* **Data for processing**:
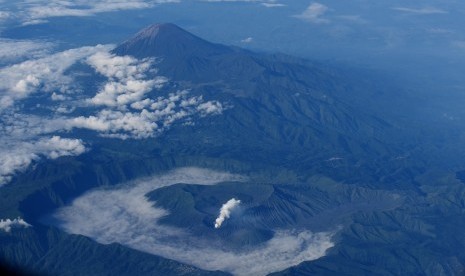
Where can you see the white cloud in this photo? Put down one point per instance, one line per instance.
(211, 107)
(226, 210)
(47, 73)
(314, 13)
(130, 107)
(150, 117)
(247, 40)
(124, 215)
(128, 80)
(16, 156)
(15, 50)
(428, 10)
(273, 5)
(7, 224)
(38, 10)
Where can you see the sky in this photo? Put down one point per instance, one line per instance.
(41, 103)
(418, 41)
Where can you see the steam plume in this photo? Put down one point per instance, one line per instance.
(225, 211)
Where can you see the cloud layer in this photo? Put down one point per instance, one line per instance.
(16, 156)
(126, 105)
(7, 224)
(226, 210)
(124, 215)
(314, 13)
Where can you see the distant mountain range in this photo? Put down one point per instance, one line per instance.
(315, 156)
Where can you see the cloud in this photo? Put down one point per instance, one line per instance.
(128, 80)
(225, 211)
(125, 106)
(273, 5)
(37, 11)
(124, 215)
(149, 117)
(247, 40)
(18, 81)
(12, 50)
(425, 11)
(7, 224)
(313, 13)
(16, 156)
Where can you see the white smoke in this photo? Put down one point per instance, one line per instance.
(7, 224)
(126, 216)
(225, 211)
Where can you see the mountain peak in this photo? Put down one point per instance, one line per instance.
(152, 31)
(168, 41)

* **To do**: Rewrite all the records above, changing each "photo" to "image" and keeping everything else the same. Leave the pictures out.

* **Exercise result**:
Where can you see the white cloud in this image? Put down one point per instance, one line per instance.
(211, 107)
(226, 210)
(47, 73)
(314, 13)
(130, 107)
(150, 117)
(247, 40)
(124, 215)
(128, 80)
(16, 156)
(15, 50)
(428, 10)
(273, 5)
(7, 224)
(38, 10)
Where can you see the sky in this image? Put down one point per instance, one line per instance.
(41, 103)
(418, 41)
Where can you see the steam plume in this image? Put down one point per instance, one line per instance.
(225, 211)
Where can you see the cloud layer in this image? Put down one point per instance, one line per instance.
(16, 156)
(126, 105)
(7, 224)
(226, 210)
(124, 215)
(314, 13)
Where can you see the distant mountain range in this image? Put down one point per instance, one line per instance.
(315, 156)
Where can you see the cloud in this image? Put down one point per instance, one line per instance.
(128, 80)
(225, 211)
(125, 106)
(273, 5)
(37, 11)
(124, 215)
(149, 117)
(247, 40)
(18, 81)
(12, 50)
(425, 11)
(7, 224)
(313, 13)
(16, 156)
Where can you see the white smoke in this image? Put down one point per instance, one line per instance.
(7, 224)
(126, 216)
(225, 211)
Where can you see the mountain peak in this image? Put down one point per instance, one line per instance.
(152, 31)
(168, 41)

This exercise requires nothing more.